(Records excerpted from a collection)
Content starts

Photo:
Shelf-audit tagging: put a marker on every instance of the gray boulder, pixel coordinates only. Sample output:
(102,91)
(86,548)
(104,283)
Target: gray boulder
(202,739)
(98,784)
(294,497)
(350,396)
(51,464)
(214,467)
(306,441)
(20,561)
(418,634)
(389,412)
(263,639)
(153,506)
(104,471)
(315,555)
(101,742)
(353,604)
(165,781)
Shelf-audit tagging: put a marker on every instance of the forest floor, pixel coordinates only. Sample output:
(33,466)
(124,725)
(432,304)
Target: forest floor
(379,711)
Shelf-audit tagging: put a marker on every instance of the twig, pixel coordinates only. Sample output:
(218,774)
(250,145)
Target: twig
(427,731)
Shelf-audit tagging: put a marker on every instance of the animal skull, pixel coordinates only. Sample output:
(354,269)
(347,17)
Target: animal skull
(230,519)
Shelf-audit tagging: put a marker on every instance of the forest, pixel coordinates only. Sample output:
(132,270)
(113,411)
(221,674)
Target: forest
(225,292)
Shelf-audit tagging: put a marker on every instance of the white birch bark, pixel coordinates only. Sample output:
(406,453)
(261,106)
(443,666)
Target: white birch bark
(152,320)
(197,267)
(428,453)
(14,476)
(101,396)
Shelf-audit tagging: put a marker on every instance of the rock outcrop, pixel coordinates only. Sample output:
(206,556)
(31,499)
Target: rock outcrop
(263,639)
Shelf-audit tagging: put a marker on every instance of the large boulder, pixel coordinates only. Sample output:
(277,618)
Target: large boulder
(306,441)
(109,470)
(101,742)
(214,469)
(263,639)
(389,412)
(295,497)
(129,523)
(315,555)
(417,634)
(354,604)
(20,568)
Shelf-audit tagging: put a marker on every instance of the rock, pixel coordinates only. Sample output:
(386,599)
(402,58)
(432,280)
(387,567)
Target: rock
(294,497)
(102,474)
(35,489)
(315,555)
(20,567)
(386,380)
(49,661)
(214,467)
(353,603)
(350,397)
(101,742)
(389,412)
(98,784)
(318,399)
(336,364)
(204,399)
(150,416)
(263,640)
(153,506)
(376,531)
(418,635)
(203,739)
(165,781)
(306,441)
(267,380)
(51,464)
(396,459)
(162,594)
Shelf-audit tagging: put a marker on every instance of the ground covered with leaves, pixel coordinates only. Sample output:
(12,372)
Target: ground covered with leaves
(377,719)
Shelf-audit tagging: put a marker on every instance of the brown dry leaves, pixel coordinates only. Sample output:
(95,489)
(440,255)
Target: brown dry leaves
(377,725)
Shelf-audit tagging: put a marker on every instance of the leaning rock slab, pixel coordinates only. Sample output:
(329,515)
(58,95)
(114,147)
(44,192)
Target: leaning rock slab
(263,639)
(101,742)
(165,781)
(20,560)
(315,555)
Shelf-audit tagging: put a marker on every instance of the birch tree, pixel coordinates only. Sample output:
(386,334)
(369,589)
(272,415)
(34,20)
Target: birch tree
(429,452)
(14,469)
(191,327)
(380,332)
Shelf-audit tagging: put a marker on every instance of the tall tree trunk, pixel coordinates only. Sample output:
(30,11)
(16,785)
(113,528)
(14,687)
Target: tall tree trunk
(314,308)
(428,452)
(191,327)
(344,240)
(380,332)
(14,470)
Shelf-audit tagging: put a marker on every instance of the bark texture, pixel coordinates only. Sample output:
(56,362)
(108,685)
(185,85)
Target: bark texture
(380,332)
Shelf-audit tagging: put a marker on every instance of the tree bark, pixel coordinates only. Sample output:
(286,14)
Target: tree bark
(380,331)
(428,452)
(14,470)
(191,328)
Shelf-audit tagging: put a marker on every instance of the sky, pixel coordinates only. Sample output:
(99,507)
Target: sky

Content ends

● BRIEF
Take the records shown above and output them again exactly.

● EXPECTED OUTPUT
Photo:
Shelf-audit tagging: put a marker on every instance of the gray boulder, pixel coordinates only. Sample output:
(102,91)
(86,548)
(104,283)
Target: gray boulder
(202,739)
(98,784)
(294,497)
(350,396)
(51,464)
(214,467)
(306,441)
(20,561)
(418,634)
(389,412)
(263,639)
(153,506)
(104,471)
(315,555)
(101,742)
(353,604)
(165,781)
Shelf-audit tagging: put a marker on every instance of the forest floor, pixel coordinates only. Sample output:
(33,466)
(124,725)
(432,304)
Target: forest floor
(379,711)
Shelf-audit tagging: put a marker on every instance of the twig, pixel coordinates only. Sample output:
(218,774)
(250,145)
Target: twig
(427,731)
Shelf-audit tagging: put a marker on every instance of the animal skull, pixel coordinates only. Sample output:
(354,269)
(347,17)
Target: animal skull
(230,519)
Shelf-audit tagging: put a marker on every instance of the forest, pixel coordinates only. Sample output:
(132,270)
(113,411)
(221,674)
Target: forest
(225,292)
Shelf-audit tagging: put a marker on every instance of the white birch bark, pixel coordinates only. Sample output:
(406,453)
(261,106)
(443,666)
Target: white birch bark
(152,320)
(197,267)
(428,453)
(14,476)
(101,396)
Shelf-audit tagging: put a marker on every instance of the rock outcrop, pixel coordinates only. Sample output:
(206,556)
(31,499)
Target: rock outcrop
(263,639)
Shelf-audit tagging: put a marker on every instance of the large boulder, pixel coordinates only. Sample output:
(277,618)
Target: large boulder
(306,441)
(109,470)
(101,742)
(214,469)
(263,639)
(389,412)
(295,497)
(129,523)
(315,555)
(417,634)
(354,604)
(20,568)
Shelf-audit tagging: put a marker on every instance of the rock, pixel coordinates only. Sample output:
(386,599)
(402,58)
(432,280)
(387,567)
Target: rock
(294,497)
(102,474)
(35,489)
(315,555)
(20,567)
(386,380)
(49,661)
(214,467)
(353,603)
(350,397)
(101,742)
(389,412)
(98,784)
(318,399)
(336,364)
(204,399)
(150,416)
(263,640)
(153,506)
(376,531)
(418,635)
(203,739)
(165,781)
(306,441)
(267,380)
(51,464)
(396,459)
(162,594)
Shelf-audit tagging: put a marker on every instance of the ground covered with leaves, pixel coordinates only. Sample output:
(12,372)
Target: ground covered with leaves
(377,719)
Shelf-audit tagging: put a marker on every instance of the brown dry leaves, pixel coordinates only. Sample output:
(95,489)
(440,255)
Target: brown dry leaves
(377,725)
Shelf-audit tagging: put a marker on every instance of the leaning rock slab, pixel coordinates only. Sample output:
(329,515)
(58,95)
(114,147)
(44,192)
Target: leaning rock slab
(263,639)
(101,742)
(165,781)
(20,560)
(315,555)
Shelf-audit tagging: put a marker on every instance of the birch tree, pixel coordinates only. Sample output:
(386,334)
(369,589)
(272,415)
(34,20)
Target: birch tree
(429,452)
(14,469)
(191,327)
(380,332)
Shelf-audit tagging: put a marker on every instance of the tall tree trunk, pixel coordinates only. Sample output:
(30,11)
(16,785)
(113,528)
(14,687)
Target: tall tree trunk
(314,308)
(428,452)
(191,327)
(344,240)
(380,332)
(14,470)
Shelf-audit tagging: put a marker on every instance of the bark texture, pixel coordinates only. Sample output:
(56,362)
(108,685)
(185,85)
Target: bark texture
(380,332)
Shelf-audit tagging: put a marker on every instance of the tree bark, pixel coordinates only. Sample output:
(286,14)
Target: tree bark
(380,331)
(428,452)
(14,470)
(191,328)
Shelf-audit tagging: put a marker on every instance of the sky, pixel coordinates only. Sample output:
(99,507)
Target: sky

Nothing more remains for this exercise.